Referring expression pointing data
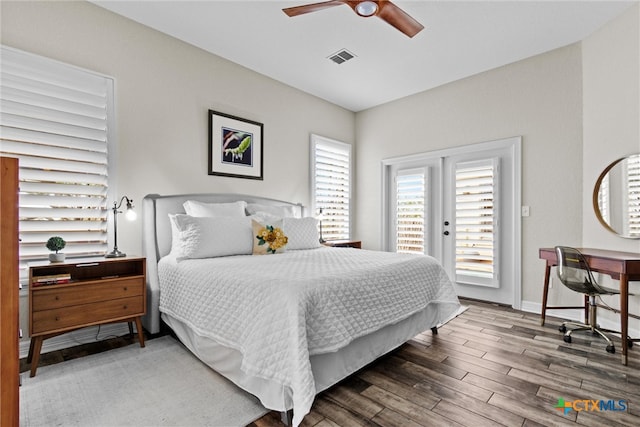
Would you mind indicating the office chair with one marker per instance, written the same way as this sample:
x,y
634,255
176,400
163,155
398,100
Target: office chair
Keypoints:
x,y
575,274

- Prompt -
Please print the data above once more, exactly as it appears, with no pictures.

- Result of this task -
Would you mind indicating the office chair with one marker per instance, written the same way as this sample:
x,y
634,255
176,400
163,155
398,100
Target: office chair
Keypoints:
x,y
575,274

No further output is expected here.